- Supplied passage:

## Start

Since the municipality is known to conduct all operations and procedures related to immigration and refugees through the association, no separate strategy was developed by the municipality. As one of the interviewees noted: “We have an operational function that can provide solutions for almost all the problems of a refugee who comes through the door” (expert from Mülteciler Association, personal communication, March 2, 2019). Managing this process with a proxy organization, which would only be able to provide services to documented immigrants in certain areas if it remained within the legal obligation of the municipality, allows more positive, inclusive migration governance. However, when asked how sustainable this process would be without the help of an NGO, the interlocutor said, “We are not worried about the future; we have set up a good system” (expert from Mülteciler Association, personal communication, March 2, 2019). This view is linked to the fact that it is not regarded as necessary to define the direct authority and role of cities and municipalities in migration governance. The migration governance model developed by the association is a unique one. It is a collaboration model with the association at the center, in which local, national, and international actors are involved. This picture is also confirmed by the following remarks by the project coordinator:

We also implement migration management policies through the association. There is a great deal of cooperation with many institutions. We want to involve all the stakeholders in the field: schools, district governorship, imams, and local NGOs. We also cooperate with international organizations (expert from Mülteciler Association, personal communication, March 2, 2019).

Although the term “we” refers to the association in terms of visibility, it also refers to the municipality in terms of capability. Because, as noted by the experts in the association, “good relations with the Immigration Administration and the central government” are closely related to the administration of Sultanbeyli by the ruling party (expert from Mülteciler Association, personal communication, March 2, 2019). Changing the policy venue here became possible as a result of the lobbying activities between the local population and the center, which was facilitated by these close relations. For instance, the Anatolian Side Directorate of the Immigration Management, representing the central government in the province, operated in the association building for over two years. The spatial representation of the center-local coordination has therefore also become visible. Moreover, through personal efforts and mobilizing various connections with the economic and political elite, they were able to obtain a fingerprint machine for use at the Sultanbeyli District Police Department to expedite the registration process of Syrians in Sultanbeyli (Danış & Nazlı, 2018).

The process began with the first wave of immigration from Syria in 2011, with the collection of humanitarian aid from the local population and its distribution to refugees in need. It reached a turning point in 2016 with the transfer of funds from international funding organizations. It took approximately eight months to establish the first contact with international organizations, for which persuasion was required. This is fully compatible with the analogy of institutions and institutional bureaucrats coming to the market and venue shopping. It can also be analyzed from a venue shopping perspective. Because, as Pralle (2003) points out, strategic political actors seek venues both to achieve substantive policy goals, and send messages to their members and the public, and to please partners.

It is easier for non-governmental organizations to access funding sources or apply for projects than a local government authority. The building housing the association, which can reach this source relatively easily, serves as a brick-and-mortar showcase of Sultanbeyli’s refugee policy. In a recent study comparing local responses of municipalities in Istanbul, the authors note that the interviewees said that there was a regular flow of visitors from donors, NGOs, and other municipalities. The role of international funds in local immigration policy was reflected in eye- catching signage, logos inside and outside, and brochures and leaflets (Lowndes & Karakaya- Polat, 2020).

## End

- Entries shown:

## Start

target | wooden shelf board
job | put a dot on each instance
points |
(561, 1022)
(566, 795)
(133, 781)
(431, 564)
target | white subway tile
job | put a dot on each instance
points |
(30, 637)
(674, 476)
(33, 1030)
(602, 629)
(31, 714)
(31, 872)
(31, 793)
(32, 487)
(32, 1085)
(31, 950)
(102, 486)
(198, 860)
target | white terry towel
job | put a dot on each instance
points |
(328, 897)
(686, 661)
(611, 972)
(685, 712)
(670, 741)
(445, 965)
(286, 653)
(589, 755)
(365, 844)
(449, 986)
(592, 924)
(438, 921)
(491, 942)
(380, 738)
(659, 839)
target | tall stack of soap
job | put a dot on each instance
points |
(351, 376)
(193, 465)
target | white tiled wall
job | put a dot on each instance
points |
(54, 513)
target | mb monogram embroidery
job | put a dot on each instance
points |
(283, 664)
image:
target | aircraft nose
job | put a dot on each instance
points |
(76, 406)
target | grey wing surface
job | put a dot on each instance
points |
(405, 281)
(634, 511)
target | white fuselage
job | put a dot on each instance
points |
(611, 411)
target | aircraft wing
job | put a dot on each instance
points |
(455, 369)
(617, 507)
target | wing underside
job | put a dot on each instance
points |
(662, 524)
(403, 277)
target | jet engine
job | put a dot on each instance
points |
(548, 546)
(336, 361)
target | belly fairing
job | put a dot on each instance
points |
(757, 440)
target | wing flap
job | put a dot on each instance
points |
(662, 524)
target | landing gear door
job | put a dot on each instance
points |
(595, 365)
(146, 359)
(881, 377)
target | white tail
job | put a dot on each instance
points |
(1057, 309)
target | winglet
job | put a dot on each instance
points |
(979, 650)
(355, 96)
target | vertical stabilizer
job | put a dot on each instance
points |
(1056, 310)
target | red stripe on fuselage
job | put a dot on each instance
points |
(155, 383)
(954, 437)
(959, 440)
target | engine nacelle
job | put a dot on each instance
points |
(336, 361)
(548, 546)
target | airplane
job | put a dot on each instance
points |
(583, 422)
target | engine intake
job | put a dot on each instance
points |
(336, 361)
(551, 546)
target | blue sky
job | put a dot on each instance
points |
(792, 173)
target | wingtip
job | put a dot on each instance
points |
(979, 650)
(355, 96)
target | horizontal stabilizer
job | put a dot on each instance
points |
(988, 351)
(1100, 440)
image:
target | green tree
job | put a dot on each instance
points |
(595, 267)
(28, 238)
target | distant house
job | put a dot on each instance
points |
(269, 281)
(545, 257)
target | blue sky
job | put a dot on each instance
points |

## End

- Exercise goal: From the passage about Sultanbeyli's refugee work, copy out word for word the part starting with "The process began" and going on through "to please partners.".

- Result:
The process began with the first wave of immigration from Syria in 2011, with the collection of humanitarian aid from the local population and its distribution to refugees in need. It reached a turning point in 2016 with the transfer of funds from international funding organizations. It took approximately eight months to establish the first contact with international organizations, for which persuasion was required. This is fully compatible with the analogy of institutions and institutional bureaucrats coming to the market and venue shopping. It can also be analyzed from a venue shopping perspective. Because, as Pralle (2003) points out, strategic political actors seek venues both to achieve substantive policy goals, and send messages to their members and the public, and to please partners.